[Text]
Disabled Turkey Plant Workers Win $240M Verdict for Years of Alleged Abuse

The men lived in squalid conditions and were physically and verbally abused by Henry's Turkey Service supervisors, according to the lawsuit

A jury on Wednesday awarded a total of $240 million to 32 mentally disabled Iowa turkey processing plant workers for what an expert witness described as years of "virtual enslavement" by the Texas company that oversaw their care, work and lodging.

The federal jury in Davenport determined that Henry's Turkey Service, of Goldthwaite, Texas, violated the Americans with Disabilities Act by creating a hostile living and working environment and imposing discriminatory conditions of employment on the men, who were each awarded $7.5 million in damages. The jury also found that the now-defunct company acted with "malice or reckless indifference" to the men's civil rights.

That's in addition to $1.3 million in back wages that a judge awarded the men last year. The men had been working at the plant under Henry's oversight since the 1970s, but never received a raise from the $65 per month that Henry's paid them after deducting what it said were the costs of room and board.

During the week-long trial that ended Wednesday, officials testified about the squalid conditions they found during a 2009 inspection of the bunkhouse where the men were housed. The building, which was in a rural area several miles from the West Liberty Foods turkey processing plant where they worked, was falling apart, infested with rodents and full of fire hazards.

Social workers spoke of the physical and verbal abuse the men said they had been subjected to by the Henry's supervisors who oversaw their work and care. They said they had been forced to work through illness and injuries, denied bathroom breaks, locked in their rooms, kicked in the groin and, in one case, handcuffed to a bed.

[To do]
1. According to the article, how much in damages was each of the 32 men awarded?
2. For each statement, say whether it agrees with the article, and quote the words that decide it: (a) The trial lasted about a month. (b) Officials inspected the bunkhouse in 2009. (c) The men received regular raises over the years.
3. Copy out the part of the article that opens with the words containing "A jury on Wednesday" and closes with "men's civil rights.", keeping every word unchanged.

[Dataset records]
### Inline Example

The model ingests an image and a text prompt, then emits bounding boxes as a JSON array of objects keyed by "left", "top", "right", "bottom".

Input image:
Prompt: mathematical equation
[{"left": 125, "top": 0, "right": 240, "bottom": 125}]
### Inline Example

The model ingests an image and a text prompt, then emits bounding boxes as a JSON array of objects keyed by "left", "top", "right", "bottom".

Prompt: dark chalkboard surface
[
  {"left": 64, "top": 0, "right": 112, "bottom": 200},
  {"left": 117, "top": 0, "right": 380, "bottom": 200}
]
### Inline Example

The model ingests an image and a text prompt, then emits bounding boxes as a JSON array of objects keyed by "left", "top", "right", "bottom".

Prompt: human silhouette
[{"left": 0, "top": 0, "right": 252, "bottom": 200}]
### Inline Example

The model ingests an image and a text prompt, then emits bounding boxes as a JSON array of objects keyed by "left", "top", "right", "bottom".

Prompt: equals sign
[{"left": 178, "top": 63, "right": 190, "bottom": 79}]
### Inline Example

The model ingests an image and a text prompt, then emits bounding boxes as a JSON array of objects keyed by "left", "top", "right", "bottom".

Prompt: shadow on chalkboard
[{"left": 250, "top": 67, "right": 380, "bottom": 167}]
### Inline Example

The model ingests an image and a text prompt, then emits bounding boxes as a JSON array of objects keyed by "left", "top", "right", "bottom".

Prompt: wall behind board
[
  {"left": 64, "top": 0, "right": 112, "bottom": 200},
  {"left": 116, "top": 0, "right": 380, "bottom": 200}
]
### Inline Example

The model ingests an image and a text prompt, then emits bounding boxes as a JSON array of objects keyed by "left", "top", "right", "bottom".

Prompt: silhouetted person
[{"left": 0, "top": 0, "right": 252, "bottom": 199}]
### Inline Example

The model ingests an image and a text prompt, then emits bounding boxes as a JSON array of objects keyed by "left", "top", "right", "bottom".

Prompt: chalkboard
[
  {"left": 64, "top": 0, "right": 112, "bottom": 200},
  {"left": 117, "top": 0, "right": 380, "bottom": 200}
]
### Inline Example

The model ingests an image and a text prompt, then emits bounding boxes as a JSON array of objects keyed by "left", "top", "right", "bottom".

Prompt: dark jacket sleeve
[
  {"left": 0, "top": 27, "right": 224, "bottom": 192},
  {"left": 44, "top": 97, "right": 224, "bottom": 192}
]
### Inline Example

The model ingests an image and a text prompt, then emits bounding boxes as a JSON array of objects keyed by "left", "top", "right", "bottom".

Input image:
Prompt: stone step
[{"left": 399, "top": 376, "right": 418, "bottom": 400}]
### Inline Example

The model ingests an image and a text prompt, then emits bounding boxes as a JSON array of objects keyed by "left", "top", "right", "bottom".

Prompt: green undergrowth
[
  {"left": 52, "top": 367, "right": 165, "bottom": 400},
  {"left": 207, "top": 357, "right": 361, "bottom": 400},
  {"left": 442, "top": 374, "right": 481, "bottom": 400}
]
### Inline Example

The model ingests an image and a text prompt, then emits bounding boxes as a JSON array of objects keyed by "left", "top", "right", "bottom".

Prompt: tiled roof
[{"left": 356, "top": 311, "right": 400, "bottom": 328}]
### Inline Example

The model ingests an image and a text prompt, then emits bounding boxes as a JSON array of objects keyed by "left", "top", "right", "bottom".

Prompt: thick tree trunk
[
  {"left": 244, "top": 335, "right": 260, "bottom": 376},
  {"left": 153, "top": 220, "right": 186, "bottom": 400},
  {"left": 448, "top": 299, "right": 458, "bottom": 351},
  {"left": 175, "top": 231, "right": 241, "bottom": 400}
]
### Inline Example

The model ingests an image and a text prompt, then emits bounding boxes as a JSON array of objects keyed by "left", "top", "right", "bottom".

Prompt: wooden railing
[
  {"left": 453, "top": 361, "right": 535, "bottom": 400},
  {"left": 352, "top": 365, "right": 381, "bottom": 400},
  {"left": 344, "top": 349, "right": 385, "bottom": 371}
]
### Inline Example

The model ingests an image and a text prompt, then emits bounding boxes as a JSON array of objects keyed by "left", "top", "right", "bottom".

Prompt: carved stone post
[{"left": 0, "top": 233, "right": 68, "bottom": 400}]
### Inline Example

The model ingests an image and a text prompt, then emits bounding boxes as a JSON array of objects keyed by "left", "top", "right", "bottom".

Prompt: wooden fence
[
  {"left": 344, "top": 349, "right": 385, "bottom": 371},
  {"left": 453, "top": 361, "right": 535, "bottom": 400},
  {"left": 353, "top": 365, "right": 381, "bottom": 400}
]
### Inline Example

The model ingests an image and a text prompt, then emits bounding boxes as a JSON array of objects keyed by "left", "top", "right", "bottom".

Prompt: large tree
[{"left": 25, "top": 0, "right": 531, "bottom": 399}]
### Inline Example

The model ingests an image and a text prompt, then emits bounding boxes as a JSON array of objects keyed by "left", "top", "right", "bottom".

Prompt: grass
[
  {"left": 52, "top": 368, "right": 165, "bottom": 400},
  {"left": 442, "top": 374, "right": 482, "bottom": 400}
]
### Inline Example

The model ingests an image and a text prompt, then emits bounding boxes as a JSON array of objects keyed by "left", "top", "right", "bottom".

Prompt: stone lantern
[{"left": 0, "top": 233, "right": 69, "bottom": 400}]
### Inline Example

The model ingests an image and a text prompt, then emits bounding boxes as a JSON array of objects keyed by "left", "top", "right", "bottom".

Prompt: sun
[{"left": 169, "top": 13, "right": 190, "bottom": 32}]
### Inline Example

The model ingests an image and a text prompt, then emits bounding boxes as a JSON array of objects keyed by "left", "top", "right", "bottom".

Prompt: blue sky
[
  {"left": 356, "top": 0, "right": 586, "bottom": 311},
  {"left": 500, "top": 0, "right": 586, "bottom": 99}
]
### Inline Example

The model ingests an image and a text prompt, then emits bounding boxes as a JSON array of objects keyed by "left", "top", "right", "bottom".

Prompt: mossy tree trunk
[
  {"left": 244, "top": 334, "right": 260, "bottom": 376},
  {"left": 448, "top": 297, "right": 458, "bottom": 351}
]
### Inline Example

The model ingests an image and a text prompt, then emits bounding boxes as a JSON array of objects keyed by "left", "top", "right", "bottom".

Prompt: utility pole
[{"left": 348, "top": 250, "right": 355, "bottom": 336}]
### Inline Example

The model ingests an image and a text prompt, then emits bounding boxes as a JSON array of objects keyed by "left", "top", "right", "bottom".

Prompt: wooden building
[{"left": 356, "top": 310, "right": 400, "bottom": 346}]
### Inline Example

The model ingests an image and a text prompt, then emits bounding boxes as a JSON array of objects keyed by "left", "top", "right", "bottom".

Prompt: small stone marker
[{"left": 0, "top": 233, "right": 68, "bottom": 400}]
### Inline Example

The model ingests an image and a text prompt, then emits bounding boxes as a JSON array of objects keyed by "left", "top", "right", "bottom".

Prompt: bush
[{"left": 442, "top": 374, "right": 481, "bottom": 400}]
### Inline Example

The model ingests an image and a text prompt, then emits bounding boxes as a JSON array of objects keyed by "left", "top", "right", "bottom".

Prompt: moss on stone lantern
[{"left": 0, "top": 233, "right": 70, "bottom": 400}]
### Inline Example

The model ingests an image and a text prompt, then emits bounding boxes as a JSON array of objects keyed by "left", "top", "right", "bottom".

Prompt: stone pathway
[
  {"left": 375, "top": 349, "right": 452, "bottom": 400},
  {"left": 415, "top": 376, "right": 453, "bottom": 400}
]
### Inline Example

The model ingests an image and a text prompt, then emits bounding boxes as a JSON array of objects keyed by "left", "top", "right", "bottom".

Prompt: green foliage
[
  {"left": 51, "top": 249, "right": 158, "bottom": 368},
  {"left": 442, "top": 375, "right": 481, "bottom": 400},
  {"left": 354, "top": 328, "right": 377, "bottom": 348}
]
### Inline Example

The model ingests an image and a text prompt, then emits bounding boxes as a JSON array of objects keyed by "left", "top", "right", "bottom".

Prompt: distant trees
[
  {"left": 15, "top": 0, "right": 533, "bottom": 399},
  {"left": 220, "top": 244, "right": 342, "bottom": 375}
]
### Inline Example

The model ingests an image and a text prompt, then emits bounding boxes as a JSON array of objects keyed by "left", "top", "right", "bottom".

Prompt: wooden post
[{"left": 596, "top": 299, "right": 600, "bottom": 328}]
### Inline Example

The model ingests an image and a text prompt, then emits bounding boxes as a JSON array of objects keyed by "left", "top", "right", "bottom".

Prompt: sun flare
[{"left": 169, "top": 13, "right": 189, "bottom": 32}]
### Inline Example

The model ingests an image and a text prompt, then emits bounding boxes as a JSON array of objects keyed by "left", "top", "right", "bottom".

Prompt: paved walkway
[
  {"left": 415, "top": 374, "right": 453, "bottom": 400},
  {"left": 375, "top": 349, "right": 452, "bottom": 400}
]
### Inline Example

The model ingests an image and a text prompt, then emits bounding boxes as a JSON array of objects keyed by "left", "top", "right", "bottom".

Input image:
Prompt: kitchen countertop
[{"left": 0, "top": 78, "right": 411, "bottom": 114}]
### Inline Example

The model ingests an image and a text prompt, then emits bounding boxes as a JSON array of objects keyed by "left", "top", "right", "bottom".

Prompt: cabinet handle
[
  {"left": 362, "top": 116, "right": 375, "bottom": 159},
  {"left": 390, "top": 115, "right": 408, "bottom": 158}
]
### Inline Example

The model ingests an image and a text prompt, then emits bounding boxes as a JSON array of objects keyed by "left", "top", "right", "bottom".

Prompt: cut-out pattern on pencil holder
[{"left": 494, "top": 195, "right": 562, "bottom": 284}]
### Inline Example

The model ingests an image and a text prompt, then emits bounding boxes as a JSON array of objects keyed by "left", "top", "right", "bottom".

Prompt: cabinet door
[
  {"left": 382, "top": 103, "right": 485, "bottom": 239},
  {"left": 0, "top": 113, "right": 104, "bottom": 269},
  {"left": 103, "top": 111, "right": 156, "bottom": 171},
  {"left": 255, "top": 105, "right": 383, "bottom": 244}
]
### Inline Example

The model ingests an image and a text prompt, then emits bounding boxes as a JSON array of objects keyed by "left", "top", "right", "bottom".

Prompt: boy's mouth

[Results in order]
1. $7.5 million each.

2.
(a) No: "During the week-long trial that ended Wednesday"
(b) Yes: "a 2009 inspection of the bunkhouse where the men were housed"
(c) No: "never received a raise from the $65 per month that Henry's paid them"

3.
A jury on Wednesday awarded a total of $240 million to 32 mentally disabled Iowa turkey processing plant workers for what an expert witness described as years of "virtual enslavement" by the Texas company that oversaw their care, work and lodging.

The federal jury in Davenport determined that Henry's Turkey Service, of Goldthwaite, Texas, violated the Americans with Disabilities Act by creating a hostile living and working environment and imposing discriminatory conditions of employment on the men, who were each awarded $7.5 million in damages. The jury also found that the now-defunct company acted with "malice or reckless indifference" to the men's civil rights.